Na uwagę zasługuje tu pewien wątek poboczny. Otóż w operację „Temida” usiłowano wmanipulować Lecha Kaczyńskiego – jako, że był ministrem sprawiedliwości podczas opisywanych tu wydarzeń. Sprawę odgrzano w czasie jego prezydentury - m.in. „Wirtualna Polska” opublikowała w 2006 r. obszerny tekst Anny Szulc „Temida w rękach tajnych służb” niedwuznacznie sugerujący powiązania ówczesnego ministra sprawiedliwości z operacją. Głównym zarzutem przeciw Lechowi Kaczyńskiemu był przebieg spotkania z sędzią Hurasem do jakiego doszło w sejmowej restauracji już po wszczęciu sfingowanego procesu. Kaczyński miał domagać się ustąpienia Hurasa z funkcji wiceprezesa sądu, grożąc, że w przeciwnym wypadku go „zniszczy”. Ponadto Lech Kaczyński podczas wizyty na Śląsku w grudniu 2000 r. żądał podania się do dymisji prezesa sądu w Katowicach – sędziego Tadeusza Kałusowskiego. Przy sejmowej rozmowie obecny był mec. Leszek Piotrowski – obrońca zarówno sędziego Hurasa, jak i Krzysztofa Porowskiego. Zmarły w 2010 r. Piotrowski w latach '80 zasłynął jako obrońca górników, w III RP związany był z prawicą, zaś w latach 1997-1999 z rekomendacji Porozumienia Centrum był wiceministrem sprawiedliwości w rządzie Jerzego Buzka, zamieszczał także felietony w „Gazecie Polskiej”. Później jednak dokonał dość raptownej i zastanawiającej wolty, przechodząc na wrogie wobec PiS pozycje.

= = = =

Zadania:
1. Przerób akapit zaczynający się od słów „Na uwagę zasługuje tu pewien wątek poboczny” z fragmentu o operacji „Temida” na listę punktów. Zachowaj najważniejsze fakty.
2. Wypisz wszystkie osoby wymienione z nazwiska we fragmencie o operacji „Temida”.
Wiersze nie są tu do niczego potrzebne.

= = = =

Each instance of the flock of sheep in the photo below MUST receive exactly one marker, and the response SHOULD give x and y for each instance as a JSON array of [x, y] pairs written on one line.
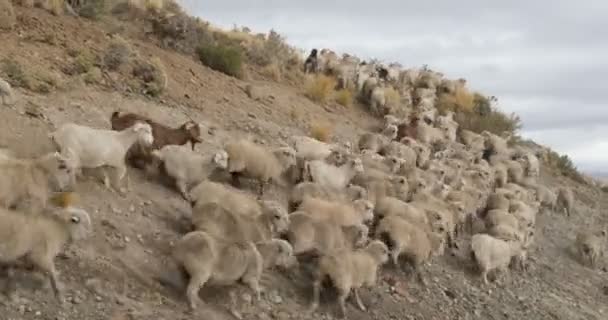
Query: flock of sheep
[[403, 194]]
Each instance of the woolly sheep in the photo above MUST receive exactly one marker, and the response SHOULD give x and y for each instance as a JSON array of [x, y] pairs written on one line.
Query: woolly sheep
[[6, 93], [342, 214], [208, 260], [248, 159], [490, 253], [315, 190], [40, 238], [306, 233], [331, 176], [92, 148], [216, 220], [408, 239], [349, 270], [589, 246], [33, 179], [565, 200], [188, 168]]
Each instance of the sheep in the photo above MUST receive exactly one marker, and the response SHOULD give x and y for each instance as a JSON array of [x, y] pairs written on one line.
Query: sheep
[[40, 238], [190, 131], [391, 206], [565, 200], [92, 148], [312, 189], [219, 222], [232, 199], [490, 253], [6, 93], [349, 270], [33, 179], [209, 260], [307, 234], [188, 168], [374, 141], [311, 63], [248, 159], [331, 176], [342, 214], [589, 246], [406, 238]]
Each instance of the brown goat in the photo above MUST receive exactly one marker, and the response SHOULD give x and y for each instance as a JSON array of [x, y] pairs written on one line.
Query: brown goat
[[163, 135]]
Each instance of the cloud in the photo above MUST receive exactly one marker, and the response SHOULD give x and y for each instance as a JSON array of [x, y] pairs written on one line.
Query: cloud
[[546, 61]]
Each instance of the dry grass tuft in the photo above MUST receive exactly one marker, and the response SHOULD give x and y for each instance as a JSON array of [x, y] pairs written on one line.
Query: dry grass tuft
[[320, 87], [344, 97], [321, 132]]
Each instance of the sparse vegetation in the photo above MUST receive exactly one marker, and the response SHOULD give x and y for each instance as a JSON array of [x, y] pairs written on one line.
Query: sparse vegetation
[[320, 87], [152, 74], [321, 132], [118, 53], [344, 97], [15, 74], [221, 58]]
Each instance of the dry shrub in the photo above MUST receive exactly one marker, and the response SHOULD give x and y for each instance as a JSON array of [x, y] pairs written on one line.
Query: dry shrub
[[7, 15], [344, 97], [118, 53], [152, 74], [320, 87], [15, 74], [84, 61], [321, 132], [272, 71], [460, 100]]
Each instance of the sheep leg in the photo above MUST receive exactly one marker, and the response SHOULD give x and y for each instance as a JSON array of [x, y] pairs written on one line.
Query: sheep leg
[[316, 291], [195, 284], [358, 299]]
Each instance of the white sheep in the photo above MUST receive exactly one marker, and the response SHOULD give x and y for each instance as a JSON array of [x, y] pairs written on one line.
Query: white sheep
[[92, 148], [309, 234], [40, 238], [402, 237], [490, 253], [343, 214], [219, 222], [33, 179], [188, 168], [349, 270], [565, 200], [249, 159], [6, 92], [589, 246], [331, 176], [208, 260]]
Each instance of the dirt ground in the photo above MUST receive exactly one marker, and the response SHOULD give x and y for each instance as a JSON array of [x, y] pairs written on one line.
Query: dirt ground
[[113, 274]]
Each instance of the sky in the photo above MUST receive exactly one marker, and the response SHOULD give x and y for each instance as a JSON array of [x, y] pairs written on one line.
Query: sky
[[545, 60]]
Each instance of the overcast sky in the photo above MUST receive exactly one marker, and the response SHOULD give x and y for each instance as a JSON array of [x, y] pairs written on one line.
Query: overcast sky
[[545, 60]]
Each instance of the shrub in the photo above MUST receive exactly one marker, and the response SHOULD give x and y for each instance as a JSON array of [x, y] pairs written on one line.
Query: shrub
[[92, 9], [320, 87], [84, 61], [152, 74], [344, 97], [222, 58], [321, 132], [461, 100], [15, 74], [117, 54]]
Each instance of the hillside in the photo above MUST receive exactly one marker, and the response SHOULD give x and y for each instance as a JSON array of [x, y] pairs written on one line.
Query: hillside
[[113, 274]]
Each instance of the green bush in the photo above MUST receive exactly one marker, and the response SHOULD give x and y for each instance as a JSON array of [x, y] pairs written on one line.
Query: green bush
[[226, 59]]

= = = =

Rozwiązania zadań:
1.
- W operację „Temida” próbowano wplątać Lecha Kaczyńskiego, który w czasie opisywanych wydarzeń był ministrem sprawiedliwości.
- Sprawa wróciła za jego prezydentury. W 2006 r. „Wirtualna Polska” opublikowała tekst Anny Szulc „Temida w rękach tajnych służb”, który sugerował powiązania ówczesnego ministra z operacją.
- Główny zarzut dotyczył spotkania z sędzią Hurasem w sejmowej restauracji, już po wszczęciu sfingowanego procesu. Kaczyński miał tam żądać, by Huras ustąpił z funkcji wiceprezesa sądu, i grozić, że inaczej go „zniszczy”.
- W grudniu 2000 r., podczas wizyty na Śląsku, Kaczyński żądał dymisji prezesa sądu w Katowicach, sędziego Tadeusza Kałusowskiego.
- Przy rozmowie w Sejmie był obecny mec. Leszek Piotrowski, obrońca sędziego Hurasa i Krzysztofa Porowskiego.
- Piotrowski zmarł w 2010 r. W latach 80. zasłynął jako obrońca górników, a w III RP był związany z prawicą. W latach 1997–1999, z rekomendacji Porozumienia Centrum, był wiceministrem sprawiedliwości w rządzie Jerzego Buzka. Pisał też felietony do „Gazety Polskiej”.
- Później dość nagle przeszedł na pozycje wrogie wobec PiS.

2.
- Lech Kaczyński
- Anna Szulc
- sędzia Huras
- Tadeusz Kałusowski
- Leszek Piotrowski
- Krzysztof Porowski
- Jerzy Buzek